* [Provided material]
-- -- --

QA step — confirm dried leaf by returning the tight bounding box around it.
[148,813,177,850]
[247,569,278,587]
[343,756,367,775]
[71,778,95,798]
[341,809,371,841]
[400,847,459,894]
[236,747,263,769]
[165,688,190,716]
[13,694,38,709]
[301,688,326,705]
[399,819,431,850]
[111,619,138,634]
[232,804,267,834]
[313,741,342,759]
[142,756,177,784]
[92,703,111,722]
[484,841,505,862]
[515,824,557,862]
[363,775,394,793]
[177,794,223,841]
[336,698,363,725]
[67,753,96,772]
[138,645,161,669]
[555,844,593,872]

-- -- --

* [Problem] Please repeat every one of the rows above, word for word and number for number, in their original order.

* [Solution below]
QA step — confirm dried leaf by returning the tight bounding box around it.
[148,813,177,850]
[247,569,278,587]
[343,756,367,775]
[71,778,95,798]
[341,809,371,841]
[400,847,459,894]
[236,747,263,769]
[165,688,190,716]
[13,694,38,709]
[301,688,326,705]
[399,819,431,850]
[111,619,138,634]
[232,804,267,834]
[313,741,342,759]
[142,756,177,784]
[92,703,111,722]
[484,841,505,862]
[515,824,557,862]
[363,775,394,793]
[177,794,223,841]
[336,698,363,725]
[67,753,96,772]
[138,645,161,669]
[555,844,593,872]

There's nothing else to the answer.